Reste que celles et ceux qui dérogent à cette éthique ne peuvent que provoquer une forme de méfiance. Et voilà bien une autre façon qu’ont les auteurs d’exploiter la voix publique : en plus de son apport esthétique, le traitement de cette voix par les personnages permet d’orienter le jugement du public sur leur qualité morale et d’éclairer sa lecture des enjeux tragiques.
Ce ressort herméneutique apparaît très présent dans la dramaturgie de Pierre Corneille. Et si dans Horace, l’attention que les chefs prêtent aux soldats souligne leur probité et permet à l’émotion de circuler entre eux, la foule, les héroïnes et le public, nombre de ses œuvres exploitent au contraire la surdité des rois à la plainte commune pour les antagoniser aux yeux de l’assistance. Othon (1664) est de cette catégorie : en tant que tragédie politique qui retrace la destitution (et l’assassinat) de Galba au profit d’Othon par l’armée romaine, la pièce fait du « bruit » populaire une voix centrale de la pièce. D’abord rumeur indistincte, celle-ci va se muter en cri et souligner du même coup l’aspect tyrannique d’un empereur qui refuse de l’entendre. Aussi l’effet pragmatique de la voix publique consiste-t-il ici non seulement à dévaloriser le camp de Galba (et à valoriser, en creux, celui d’Othon), mais il opère aussi, par voie de prolongement, sur le suspense de la pièce : en raison de la surdité de l’empereur à ses plaintes répétée, l’armée et sa fureur deviennent le motif d’une attente angoissée pour le public.

[Enregistrements conservés]
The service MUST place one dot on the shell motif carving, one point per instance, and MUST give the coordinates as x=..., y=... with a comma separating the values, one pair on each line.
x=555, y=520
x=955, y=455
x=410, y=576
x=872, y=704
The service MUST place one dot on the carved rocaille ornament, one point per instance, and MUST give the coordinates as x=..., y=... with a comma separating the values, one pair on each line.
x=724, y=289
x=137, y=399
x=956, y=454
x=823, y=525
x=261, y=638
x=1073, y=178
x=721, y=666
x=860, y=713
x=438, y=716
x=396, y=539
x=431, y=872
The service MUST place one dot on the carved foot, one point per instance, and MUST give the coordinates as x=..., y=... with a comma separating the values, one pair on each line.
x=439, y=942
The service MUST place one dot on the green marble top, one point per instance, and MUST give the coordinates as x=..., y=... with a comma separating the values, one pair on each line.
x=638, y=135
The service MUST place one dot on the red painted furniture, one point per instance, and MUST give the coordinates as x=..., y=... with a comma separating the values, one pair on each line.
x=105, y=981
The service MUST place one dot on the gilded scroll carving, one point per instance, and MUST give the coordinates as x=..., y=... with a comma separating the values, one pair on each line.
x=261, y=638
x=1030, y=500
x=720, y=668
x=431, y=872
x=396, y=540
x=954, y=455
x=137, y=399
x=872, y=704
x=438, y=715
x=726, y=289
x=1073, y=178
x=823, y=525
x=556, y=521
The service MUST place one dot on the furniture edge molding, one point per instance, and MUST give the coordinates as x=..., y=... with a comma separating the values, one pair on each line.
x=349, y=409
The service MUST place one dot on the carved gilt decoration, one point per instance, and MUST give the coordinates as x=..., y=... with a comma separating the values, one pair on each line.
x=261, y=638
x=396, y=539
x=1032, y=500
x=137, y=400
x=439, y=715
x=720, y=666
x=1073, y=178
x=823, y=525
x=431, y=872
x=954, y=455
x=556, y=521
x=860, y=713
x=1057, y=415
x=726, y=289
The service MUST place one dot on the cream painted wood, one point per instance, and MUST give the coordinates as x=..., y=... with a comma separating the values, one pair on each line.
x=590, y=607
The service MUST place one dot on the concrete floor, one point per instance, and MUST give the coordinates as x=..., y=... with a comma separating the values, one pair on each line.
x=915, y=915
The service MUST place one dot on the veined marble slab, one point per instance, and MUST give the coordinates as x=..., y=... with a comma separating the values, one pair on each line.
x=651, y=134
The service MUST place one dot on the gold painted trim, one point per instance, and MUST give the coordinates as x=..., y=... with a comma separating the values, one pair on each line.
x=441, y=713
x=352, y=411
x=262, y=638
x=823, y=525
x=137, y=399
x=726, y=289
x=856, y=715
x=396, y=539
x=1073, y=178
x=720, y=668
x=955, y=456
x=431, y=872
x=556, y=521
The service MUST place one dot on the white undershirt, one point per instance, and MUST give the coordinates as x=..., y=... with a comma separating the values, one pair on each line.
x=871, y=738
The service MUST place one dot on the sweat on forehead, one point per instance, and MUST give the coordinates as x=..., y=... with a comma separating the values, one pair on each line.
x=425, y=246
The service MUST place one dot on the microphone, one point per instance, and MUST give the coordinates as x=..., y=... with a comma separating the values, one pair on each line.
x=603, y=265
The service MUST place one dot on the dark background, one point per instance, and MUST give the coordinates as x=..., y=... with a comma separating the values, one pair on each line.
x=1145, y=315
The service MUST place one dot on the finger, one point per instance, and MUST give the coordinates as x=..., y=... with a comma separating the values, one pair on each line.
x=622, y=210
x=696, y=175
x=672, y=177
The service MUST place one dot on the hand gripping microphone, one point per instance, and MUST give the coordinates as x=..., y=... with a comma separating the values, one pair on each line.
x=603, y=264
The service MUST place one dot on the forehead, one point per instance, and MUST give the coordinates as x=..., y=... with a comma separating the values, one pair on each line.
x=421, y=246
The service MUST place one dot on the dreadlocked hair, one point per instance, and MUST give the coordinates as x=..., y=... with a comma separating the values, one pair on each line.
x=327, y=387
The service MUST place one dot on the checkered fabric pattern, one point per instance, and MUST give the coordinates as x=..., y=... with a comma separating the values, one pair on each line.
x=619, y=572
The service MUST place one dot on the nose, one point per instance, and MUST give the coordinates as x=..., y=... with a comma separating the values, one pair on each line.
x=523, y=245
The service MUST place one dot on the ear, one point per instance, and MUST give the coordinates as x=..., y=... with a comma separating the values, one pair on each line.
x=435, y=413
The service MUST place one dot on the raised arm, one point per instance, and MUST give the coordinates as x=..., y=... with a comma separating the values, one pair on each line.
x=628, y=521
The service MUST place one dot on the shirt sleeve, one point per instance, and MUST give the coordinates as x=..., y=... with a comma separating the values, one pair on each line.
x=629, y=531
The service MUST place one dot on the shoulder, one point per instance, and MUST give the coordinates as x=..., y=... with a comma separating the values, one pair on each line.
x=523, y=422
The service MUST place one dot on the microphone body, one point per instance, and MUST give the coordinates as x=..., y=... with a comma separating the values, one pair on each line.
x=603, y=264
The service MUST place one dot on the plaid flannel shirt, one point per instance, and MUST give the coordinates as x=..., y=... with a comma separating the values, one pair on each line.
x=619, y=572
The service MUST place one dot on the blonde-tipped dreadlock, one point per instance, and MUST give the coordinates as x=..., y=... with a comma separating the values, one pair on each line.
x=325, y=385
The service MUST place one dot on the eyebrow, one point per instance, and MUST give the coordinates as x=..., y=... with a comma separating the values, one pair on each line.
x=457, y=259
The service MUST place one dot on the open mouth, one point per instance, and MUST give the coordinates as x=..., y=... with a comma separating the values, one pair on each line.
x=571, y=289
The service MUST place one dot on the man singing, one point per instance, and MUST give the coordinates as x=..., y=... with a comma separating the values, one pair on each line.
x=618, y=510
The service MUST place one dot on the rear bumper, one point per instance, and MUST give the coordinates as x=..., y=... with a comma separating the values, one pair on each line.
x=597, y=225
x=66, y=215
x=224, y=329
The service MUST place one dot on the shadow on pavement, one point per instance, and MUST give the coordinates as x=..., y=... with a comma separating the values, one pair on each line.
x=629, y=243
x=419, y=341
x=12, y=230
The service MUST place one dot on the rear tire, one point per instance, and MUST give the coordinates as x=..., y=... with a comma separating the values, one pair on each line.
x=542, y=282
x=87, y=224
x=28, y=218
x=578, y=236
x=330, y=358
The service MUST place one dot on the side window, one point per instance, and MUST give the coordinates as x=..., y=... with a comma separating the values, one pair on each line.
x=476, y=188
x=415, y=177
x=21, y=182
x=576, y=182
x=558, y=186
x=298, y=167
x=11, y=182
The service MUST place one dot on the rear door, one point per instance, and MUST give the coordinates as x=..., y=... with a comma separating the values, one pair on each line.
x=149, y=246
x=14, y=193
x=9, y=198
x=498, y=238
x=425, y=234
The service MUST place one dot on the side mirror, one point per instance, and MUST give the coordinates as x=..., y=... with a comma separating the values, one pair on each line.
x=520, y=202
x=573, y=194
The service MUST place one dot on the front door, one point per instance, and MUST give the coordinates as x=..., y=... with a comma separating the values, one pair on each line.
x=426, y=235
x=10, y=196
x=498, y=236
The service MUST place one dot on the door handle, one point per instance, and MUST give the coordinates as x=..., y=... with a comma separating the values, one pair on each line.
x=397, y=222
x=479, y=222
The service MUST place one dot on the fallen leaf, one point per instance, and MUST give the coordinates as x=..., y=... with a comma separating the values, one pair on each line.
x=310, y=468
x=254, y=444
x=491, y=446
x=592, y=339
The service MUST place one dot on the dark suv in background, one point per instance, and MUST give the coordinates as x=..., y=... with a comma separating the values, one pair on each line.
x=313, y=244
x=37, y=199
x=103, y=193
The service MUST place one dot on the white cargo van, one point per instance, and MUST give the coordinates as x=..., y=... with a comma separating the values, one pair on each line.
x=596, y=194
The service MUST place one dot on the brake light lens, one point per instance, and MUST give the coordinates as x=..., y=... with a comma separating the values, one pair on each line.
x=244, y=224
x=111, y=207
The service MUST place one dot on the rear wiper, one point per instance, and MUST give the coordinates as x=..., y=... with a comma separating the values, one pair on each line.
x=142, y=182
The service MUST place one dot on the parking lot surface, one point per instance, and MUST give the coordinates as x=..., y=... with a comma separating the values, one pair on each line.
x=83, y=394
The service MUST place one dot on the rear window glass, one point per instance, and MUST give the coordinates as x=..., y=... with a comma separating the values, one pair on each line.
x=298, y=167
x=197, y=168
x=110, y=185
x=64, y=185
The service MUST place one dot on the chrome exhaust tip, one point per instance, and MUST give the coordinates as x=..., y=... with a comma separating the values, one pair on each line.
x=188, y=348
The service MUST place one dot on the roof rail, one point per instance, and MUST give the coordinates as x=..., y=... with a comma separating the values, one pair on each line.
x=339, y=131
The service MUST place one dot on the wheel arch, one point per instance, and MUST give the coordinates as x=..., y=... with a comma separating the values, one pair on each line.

Série d'exercices —
• a. Relevez tous les noms de personnes cités dans le texte sur la voix publique, en excluant les titres d'œuvres.
• b. Recopiez à l'identique les lignes des enregistrements depuis leur début jusqu'à la ligne contenant « x=638, y=135 », celle-ci comprise.
Ces enregistrements n'ont aucun lien avec le texte.

Corrigé détaillé —
• a. Pierre Corneille, Galba, Othon

• b.
The service MUST place one dot on the shell motif carving, one point per instance, and MUST give the coordinates as x=..., y=... with a comma separating the values, one pair on each line.
x=555, y=520
x=955, y=455
x=410, y=576
x=872, y=704
The service MUST place one dot on the carved rocaille ornament, one point per instance, and MUST give the coordinates as x=..., y=... with a comma separating the values, one pair on each line.
x=724, y=289
x=137, y=399
x=956, y=454
x=823, y=525
x=261, y=638
x=1073, y=178
x=721, y=666
x=860, y=713
x=438, y=716
x=396, y=539
x=431, y=872
The service MUST place one dot on the carved foot, one point per instance, and MUST give the coordinates as x=..., y=... with a comma separating the values, one pair on each line.
x=439, y=942
The service MUST place one dot on the green marble top, one point per instance, and MUST give the coordinates as x=..., y=... with a comma separating the values, one pair on each line.
x=638, y=135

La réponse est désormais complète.